> [TASK TO COMPLETE] Please count the lines in the listing below that contain the string "bare". Reply with that number alone.
------------------------------------------------------------
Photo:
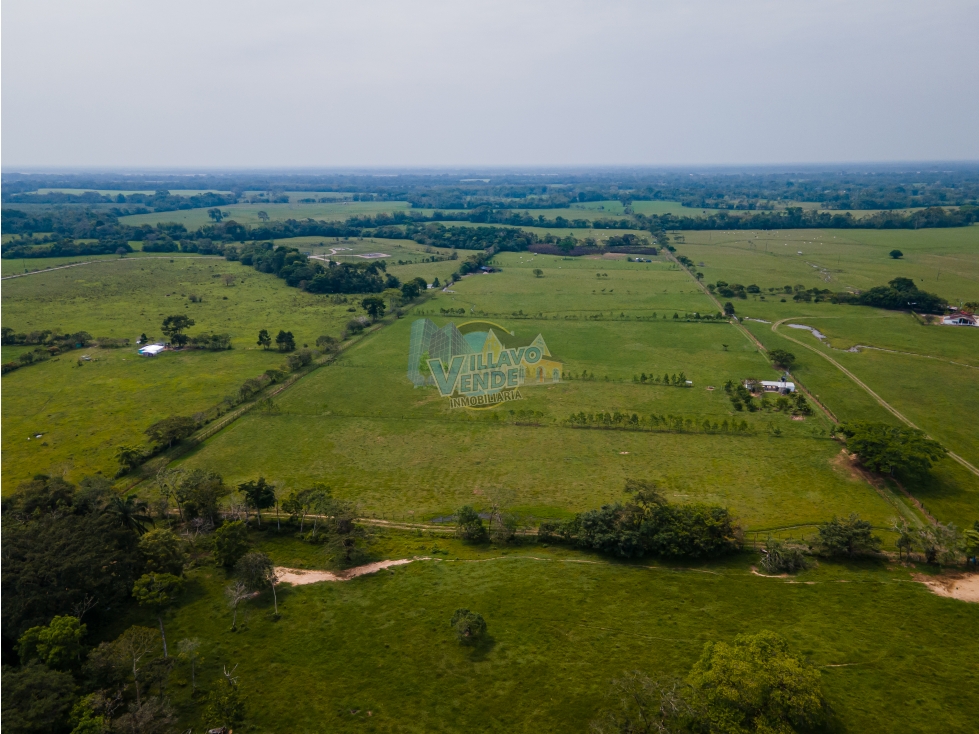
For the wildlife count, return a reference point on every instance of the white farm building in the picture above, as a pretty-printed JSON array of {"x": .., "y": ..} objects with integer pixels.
[{"x": 960, "y": 318}]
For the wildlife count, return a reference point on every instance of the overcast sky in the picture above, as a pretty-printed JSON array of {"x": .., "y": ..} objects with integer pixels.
[{"x": 413, "y": 83}]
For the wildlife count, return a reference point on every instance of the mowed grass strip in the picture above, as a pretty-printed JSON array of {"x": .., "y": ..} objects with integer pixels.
[{"x": 943, "y": 261}]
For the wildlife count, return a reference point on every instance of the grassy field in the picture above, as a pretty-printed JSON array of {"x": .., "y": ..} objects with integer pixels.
[
  {"x": 361, "y": 427},
  {"x": 377, "y": 653},
  {"x": 943, "y": 261},
  {"x": 85, "y": 413},
  {"x": 18, "y": 266},
  {"x": 925, "y": 372},
  {"x": 248, "y": 213}
]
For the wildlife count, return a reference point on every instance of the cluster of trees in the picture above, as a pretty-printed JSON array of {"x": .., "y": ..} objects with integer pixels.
[
  {"x": 876, "y": 188},
  {"x": 68, "y": 248},
  {"x": 890, "y": 449},
  {"x": 742, "y": 398},
  {"x": 58, "y": 542},
  {"x": 46, "y": 344},
  {"x": 674, "y": 380},
  {"x": 300, "y": 272},
  {"x": 753, "y": 684},
  {"x": 671, "y": 423},
  {"x": 938, "y": 543},
  {"x": 647, "y": 525},
  {"x": 899, "y": 294},
  {"x": 799, "y": 218},
  {"x": 159, "y": 201}
]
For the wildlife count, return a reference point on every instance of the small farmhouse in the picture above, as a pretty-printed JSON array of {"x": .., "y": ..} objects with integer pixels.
[{"x": 961, "y": 318}]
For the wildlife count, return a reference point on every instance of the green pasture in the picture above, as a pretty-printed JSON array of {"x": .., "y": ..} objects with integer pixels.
[
  {"x": 378, "y": 654},
  {"x": 361, "y": 427},
  {"x": 933, "y": 393},
  {"x": 18, "y": 266},
  {"x": 248, "y": 213},
  {"x": 581, "y": 287},
  {"x": 115, "y": 192},
  {"x": 942, "y": 261},
  {"x": 85, "y": 413}
]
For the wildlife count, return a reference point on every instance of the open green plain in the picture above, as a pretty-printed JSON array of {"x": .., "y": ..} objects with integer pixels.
[
  {"x": 85, "y": 412},
  {"x": 929, "y": 373},
  {"x": 377, "y": 653},
  {"x": 401, "y": 452}
]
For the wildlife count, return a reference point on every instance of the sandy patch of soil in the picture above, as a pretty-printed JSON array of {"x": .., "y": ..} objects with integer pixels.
[
  {"x": 756, "y": 572},
  {"x": 300, "y": 577},
  {"x": 964, "y": 587}
]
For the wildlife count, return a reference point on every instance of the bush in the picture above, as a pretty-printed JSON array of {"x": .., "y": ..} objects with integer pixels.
[
  {"x": 470, "y": 627},
  {"x": 778, "y": 557},
  {"x": 886, "y": 448},
  {"x": 847, "y": 537},
  {"x": 648, "y": 525},
  {"x": 470, "y": 525}
]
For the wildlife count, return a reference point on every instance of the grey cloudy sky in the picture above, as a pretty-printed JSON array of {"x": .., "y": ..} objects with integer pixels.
[{"x": 503, "y": 82}]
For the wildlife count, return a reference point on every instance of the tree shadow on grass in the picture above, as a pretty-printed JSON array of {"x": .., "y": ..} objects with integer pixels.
[{"x": 479, "y": 650}]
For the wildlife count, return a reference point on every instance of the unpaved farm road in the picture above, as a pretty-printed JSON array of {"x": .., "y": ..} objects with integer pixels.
[
  {"x": 121, "y": 259},
  {"x": 964, "y": 587},
  {"x": 866, "y": 387}
]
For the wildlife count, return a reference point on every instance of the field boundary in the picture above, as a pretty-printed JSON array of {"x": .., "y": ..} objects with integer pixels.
[{"x": 121, "y": 259}]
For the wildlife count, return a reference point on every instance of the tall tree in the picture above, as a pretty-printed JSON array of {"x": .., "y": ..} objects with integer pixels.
[
  {"x": 236, "y": 592},
  {"x": 171, "y": 430},
  {"x": 259, "y": 495},
  {"x": 256, "y": 570},
  {"x": 847, "y": 536},
  {"x": 374, "y": 307},
  {"x": 756, "y": 684},
  {"x": 174, "y": 326},
  {"x": 158, "y": 591},
  {"x": 57, "y": 645},
  {"x": 285, "y": 341},
  {"x": 131, "y": 512}
]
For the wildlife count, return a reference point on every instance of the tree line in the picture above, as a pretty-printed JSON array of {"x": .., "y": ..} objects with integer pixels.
[{"x": 880, "y": 187}]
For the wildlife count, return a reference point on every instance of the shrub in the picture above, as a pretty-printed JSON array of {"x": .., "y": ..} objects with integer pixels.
[
  {"x": 470, "y": 525},
  {"x": 847, "y": 537},
  {"x": 778, "y": 557},
  {"x": 469, "y": 626}
]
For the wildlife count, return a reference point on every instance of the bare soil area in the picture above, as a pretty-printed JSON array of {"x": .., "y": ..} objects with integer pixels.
[{"x": 964, "y": 587}]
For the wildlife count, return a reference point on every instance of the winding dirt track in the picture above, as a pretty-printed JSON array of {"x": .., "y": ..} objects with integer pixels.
[
  {"x": 883, "y": 403},
  {"x": 121, "y": 259},
  {"x": 964, "y": 587}
]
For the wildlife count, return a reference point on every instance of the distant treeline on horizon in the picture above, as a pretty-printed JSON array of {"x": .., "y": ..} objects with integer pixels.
[
  {"x": 750, "y": 189},
  {"x": 62, "y": 226}
]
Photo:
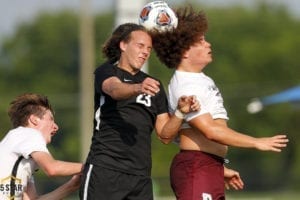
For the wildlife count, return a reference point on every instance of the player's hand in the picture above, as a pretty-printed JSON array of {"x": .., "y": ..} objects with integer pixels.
[
  {"x": 232, "y": 179},
  {"x": 187, "y": 104},
  {"x": 275, "y": 143},
  {"x": 150, "y": 86}
]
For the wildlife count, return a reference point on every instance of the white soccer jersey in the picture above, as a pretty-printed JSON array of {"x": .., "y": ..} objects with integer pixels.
[
  {"x": 19, "y": 142},
  {"x": 207, "y": 93}
]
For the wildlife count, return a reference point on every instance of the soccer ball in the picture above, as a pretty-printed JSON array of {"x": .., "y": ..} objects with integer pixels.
[{"x": 158, "y": 15}]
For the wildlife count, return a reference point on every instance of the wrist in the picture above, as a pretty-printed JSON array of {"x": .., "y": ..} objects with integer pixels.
[{"x": 179, "y": 114}]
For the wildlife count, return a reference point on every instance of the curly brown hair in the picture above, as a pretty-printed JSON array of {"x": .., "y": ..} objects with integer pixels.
[
  {"x": 25, "y": 105},
  {"x": 170, "y": 46},
  {"x": 111, "y": 49}
]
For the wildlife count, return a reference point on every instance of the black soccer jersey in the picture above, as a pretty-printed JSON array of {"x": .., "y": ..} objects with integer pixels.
[{"x": 122, "y": 129}]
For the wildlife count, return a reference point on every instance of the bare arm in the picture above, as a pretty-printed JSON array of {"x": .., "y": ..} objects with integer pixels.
[
  {"x": 54, "y": 167},
  {"x": 224, "y": 135},
  {"x": 61, "y": 192},
  {"x": 118, "y": 90},
  {"x": 232, "y": 179}
]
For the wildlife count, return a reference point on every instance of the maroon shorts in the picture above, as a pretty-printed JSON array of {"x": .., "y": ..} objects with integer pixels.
[{"x": 196, "y": 175}]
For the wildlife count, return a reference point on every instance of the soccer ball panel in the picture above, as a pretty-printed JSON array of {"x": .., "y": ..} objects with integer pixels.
[{"x": 158, "y": 15}]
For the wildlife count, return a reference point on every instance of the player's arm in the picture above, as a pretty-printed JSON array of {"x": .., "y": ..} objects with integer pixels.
[
  {"x": 54, "y": 167},
  {"x": 232, "y": 179},
  {"x": 118, "y": 90},
  {"x": 224, "y": 135},
  {"x": 167, "y": 127}
]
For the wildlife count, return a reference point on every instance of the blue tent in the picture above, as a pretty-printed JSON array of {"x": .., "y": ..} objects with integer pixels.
[{"x": 290, "y": 95}]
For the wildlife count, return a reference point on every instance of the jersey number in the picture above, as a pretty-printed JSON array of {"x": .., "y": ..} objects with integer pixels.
[{"x": 144, "y": 99}]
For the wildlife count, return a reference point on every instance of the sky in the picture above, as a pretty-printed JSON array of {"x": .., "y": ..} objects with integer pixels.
[{"x": 13, "y": 12}]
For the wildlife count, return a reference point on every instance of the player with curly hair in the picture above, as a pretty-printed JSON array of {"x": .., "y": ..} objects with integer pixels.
[{"x": 197, "y": 171}]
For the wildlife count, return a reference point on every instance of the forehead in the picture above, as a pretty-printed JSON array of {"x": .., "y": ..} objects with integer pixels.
[
  {"x": 48, "y": 114},
  {"x": 140, "y": 36}
]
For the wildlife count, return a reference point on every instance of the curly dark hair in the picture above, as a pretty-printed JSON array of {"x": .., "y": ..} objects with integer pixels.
[
  {"x": 170, "y": 46},
  {"x": 25, "y": 105},
  {"x": 111, "y": 49}
]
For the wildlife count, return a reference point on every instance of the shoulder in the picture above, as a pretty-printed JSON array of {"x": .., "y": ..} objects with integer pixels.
[{"x": 105, "y": 67}]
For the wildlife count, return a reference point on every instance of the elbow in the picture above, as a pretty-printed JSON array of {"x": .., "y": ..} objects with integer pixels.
[{"x": 50, "y": 171}]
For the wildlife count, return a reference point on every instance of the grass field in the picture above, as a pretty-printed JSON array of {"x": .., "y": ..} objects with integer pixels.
[{"x": 254, "y": 196}]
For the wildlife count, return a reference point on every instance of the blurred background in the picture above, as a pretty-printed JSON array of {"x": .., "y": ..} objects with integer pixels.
[{"x": 52, "y": 48}]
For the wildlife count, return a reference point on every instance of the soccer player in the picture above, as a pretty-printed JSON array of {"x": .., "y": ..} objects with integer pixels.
[
  {"x": 197, "y": 171},
  {"x": 129, "y": 104},
  {"x": 24, "y": 150}
]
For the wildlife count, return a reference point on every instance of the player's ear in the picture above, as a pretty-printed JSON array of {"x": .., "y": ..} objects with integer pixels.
[
  {"x": 185, "y": 55},
  {"x": 122, "y": 46},
  {"x": 33, "y": 120}
]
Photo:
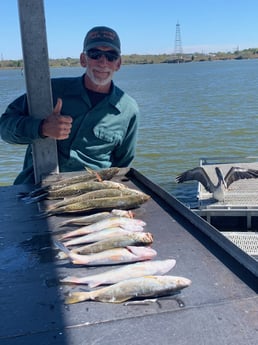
------------------------------------------------------------
> [SOLUTION] 2